**WHAT IS REQUIRED:** Set down exactly the lines that run from the line with "Target: rocky cliff face" to the end of the data, and nothing else.
····················
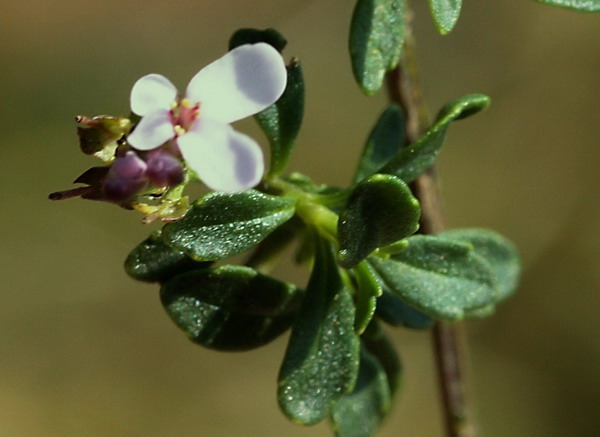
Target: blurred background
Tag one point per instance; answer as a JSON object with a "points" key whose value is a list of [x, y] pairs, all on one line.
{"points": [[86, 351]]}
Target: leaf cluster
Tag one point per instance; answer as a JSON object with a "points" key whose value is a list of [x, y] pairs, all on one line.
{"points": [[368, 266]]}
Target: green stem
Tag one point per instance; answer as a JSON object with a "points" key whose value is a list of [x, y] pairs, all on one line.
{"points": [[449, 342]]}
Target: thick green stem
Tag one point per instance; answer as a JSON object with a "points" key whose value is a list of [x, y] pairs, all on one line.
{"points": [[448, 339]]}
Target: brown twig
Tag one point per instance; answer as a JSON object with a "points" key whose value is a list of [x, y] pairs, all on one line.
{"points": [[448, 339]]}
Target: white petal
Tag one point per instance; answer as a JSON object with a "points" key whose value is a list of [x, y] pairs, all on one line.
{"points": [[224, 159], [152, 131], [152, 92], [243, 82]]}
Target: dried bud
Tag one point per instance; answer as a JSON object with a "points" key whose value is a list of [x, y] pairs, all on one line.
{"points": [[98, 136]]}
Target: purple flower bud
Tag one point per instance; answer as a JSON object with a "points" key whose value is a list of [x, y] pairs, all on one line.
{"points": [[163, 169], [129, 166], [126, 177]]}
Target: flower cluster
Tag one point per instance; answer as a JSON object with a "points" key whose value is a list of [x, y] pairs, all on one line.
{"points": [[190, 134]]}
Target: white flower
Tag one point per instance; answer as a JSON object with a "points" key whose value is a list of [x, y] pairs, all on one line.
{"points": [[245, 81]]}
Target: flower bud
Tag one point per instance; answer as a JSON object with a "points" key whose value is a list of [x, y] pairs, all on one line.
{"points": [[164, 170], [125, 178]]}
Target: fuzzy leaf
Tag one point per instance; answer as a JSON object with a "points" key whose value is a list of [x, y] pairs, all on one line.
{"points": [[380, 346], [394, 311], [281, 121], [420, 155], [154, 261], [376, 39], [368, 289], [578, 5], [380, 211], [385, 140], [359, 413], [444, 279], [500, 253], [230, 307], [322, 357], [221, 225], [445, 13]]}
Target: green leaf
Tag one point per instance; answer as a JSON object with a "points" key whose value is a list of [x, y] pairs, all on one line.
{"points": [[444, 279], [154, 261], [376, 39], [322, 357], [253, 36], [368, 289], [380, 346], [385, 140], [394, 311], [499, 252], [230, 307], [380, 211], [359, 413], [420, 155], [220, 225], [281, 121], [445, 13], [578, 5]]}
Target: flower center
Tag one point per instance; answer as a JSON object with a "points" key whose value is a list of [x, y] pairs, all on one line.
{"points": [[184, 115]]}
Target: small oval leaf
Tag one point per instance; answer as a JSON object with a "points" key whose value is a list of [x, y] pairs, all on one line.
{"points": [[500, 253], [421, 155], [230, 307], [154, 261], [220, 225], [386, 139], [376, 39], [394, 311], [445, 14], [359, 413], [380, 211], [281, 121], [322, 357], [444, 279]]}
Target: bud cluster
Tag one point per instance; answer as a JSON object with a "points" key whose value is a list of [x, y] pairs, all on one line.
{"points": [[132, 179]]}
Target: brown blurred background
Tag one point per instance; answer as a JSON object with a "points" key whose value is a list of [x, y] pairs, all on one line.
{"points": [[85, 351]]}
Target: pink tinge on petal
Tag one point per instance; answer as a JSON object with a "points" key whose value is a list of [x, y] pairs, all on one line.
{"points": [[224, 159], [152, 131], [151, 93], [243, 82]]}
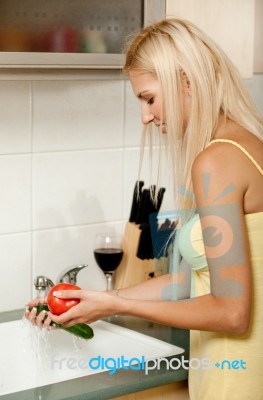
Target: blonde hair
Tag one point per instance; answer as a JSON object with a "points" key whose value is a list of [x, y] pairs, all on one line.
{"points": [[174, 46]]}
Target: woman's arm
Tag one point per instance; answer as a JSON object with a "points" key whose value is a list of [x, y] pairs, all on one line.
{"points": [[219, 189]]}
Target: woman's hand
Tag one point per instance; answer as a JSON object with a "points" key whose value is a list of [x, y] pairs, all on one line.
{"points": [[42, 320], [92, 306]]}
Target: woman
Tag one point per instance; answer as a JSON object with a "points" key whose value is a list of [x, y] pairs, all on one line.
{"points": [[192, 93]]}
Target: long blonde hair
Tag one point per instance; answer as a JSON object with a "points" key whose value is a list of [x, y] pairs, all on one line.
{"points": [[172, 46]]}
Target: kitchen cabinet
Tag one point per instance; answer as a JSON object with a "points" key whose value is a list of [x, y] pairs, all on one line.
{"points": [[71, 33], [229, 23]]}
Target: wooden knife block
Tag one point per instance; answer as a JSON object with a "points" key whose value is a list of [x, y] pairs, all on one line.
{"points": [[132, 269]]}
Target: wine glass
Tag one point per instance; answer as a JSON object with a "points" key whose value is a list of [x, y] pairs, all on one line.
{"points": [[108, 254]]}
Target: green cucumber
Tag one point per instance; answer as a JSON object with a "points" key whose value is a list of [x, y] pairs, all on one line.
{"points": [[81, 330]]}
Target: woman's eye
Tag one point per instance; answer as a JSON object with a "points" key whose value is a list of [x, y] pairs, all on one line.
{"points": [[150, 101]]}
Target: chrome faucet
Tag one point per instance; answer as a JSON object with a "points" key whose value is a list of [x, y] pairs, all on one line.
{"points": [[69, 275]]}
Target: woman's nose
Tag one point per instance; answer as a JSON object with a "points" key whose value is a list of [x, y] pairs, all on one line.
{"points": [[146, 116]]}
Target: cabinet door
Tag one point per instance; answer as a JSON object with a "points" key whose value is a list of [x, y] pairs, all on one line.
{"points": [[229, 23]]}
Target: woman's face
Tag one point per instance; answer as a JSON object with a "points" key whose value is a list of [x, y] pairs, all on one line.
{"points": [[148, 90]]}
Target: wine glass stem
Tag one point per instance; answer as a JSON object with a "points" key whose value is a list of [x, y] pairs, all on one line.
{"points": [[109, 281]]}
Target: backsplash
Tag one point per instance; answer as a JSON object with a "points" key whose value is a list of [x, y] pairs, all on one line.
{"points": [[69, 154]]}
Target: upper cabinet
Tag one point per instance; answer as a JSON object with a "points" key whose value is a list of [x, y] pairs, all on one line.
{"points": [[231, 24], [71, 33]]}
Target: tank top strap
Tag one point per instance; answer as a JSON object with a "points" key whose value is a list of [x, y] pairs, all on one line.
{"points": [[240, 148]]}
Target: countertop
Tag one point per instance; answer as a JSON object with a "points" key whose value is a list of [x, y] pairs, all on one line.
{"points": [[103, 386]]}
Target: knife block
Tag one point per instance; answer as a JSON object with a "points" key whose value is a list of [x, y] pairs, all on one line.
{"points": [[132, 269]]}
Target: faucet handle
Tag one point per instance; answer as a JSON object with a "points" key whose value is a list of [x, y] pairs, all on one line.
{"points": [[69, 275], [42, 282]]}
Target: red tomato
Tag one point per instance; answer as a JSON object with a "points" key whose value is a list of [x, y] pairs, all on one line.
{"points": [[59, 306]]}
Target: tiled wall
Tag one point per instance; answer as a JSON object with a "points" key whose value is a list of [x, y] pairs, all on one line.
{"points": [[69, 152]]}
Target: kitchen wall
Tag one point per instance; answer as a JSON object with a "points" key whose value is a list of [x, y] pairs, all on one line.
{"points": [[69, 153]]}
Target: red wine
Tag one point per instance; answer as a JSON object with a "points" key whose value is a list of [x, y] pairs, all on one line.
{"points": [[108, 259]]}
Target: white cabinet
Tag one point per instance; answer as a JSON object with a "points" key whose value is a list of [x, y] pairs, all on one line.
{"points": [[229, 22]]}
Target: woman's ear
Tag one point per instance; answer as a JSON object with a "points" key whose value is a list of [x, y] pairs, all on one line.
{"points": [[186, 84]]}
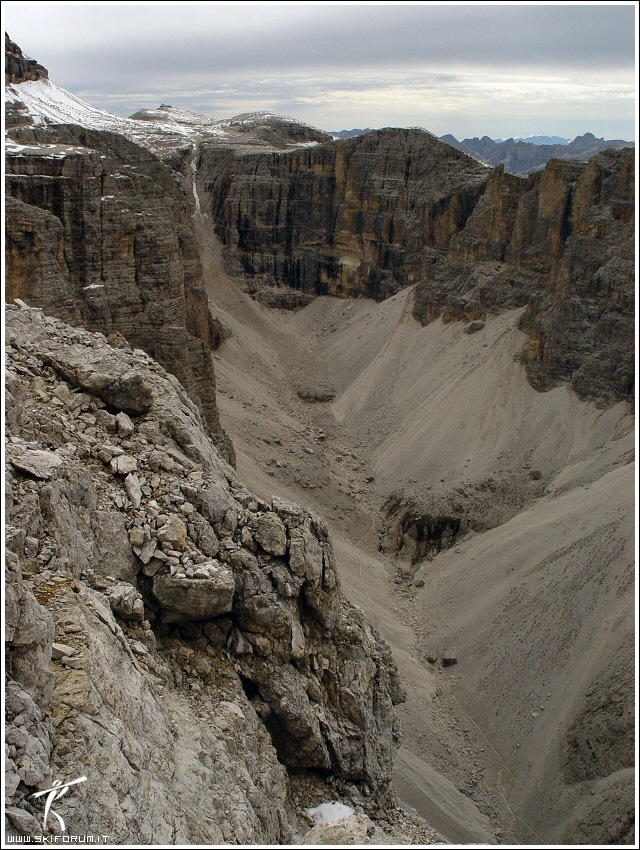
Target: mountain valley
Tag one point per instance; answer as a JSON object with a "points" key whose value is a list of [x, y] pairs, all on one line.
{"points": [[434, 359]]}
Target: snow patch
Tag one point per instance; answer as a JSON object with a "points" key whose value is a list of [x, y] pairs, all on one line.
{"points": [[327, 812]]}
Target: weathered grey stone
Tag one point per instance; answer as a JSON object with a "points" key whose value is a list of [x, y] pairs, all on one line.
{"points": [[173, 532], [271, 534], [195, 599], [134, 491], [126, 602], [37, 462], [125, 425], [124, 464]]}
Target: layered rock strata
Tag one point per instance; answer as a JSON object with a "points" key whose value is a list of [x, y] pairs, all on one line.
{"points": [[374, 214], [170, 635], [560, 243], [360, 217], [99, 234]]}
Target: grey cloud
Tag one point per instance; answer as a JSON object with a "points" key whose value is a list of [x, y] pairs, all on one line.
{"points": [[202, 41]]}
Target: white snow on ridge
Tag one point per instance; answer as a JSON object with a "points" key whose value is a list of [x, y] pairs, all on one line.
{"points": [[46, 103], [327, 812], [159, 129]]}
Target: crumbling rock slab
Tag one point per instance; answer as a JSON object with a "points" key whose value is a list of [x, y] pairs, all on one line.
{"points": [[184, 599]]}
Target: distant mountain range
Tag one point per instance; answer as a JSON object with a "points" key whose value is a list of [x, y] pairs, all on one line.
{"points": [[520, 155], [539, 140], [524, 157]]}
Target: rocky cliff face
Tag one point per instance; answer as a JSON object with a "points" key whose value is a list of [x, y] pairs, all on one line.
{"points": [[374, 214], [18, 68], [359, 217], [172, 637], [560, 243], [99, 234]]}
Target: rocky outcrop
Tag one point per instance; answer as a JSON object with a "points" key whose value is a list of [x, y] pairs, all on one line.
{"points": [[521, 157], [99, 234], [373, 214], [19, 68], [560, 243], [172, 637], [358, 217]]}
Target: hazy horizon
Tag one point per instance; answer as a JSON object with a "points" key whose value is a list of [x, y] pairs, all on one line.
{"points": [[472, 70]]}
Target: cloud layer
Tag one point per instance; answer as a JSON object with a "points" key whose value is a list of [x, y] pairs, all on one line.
····················
**RESPONSE:**
Target: rocky cliff face
Tag one point per instance; answer as a JSON object with a "points" key whose value is a list of [x, y] pairs, all on one line.
{"points": [[374, 214], [18, 68], [359, 217], [172, 637], [560, 243], [99, 234]]}
Target: rocky outcrop
Tag one point per instance; answer as a JSON object with a "points" key whose value is a list of [x, y] pairs, all on one line.
{"points": [[521, 157], [99, 234], [373, 214], [19, 68], [560, 243], [172, 637], [358, 217]]}
Target: hazy horizon
Tag one point per instance; answer as a JSON object with a "points" key whose value is a list of [x, y] pairs, all on one line.
{"points": [[472, 70]]}
Target: cloud layer
Tag one point per instance; answer as a JSON object with a "points" key whose value is a list of [x, y] pairs, all on one line.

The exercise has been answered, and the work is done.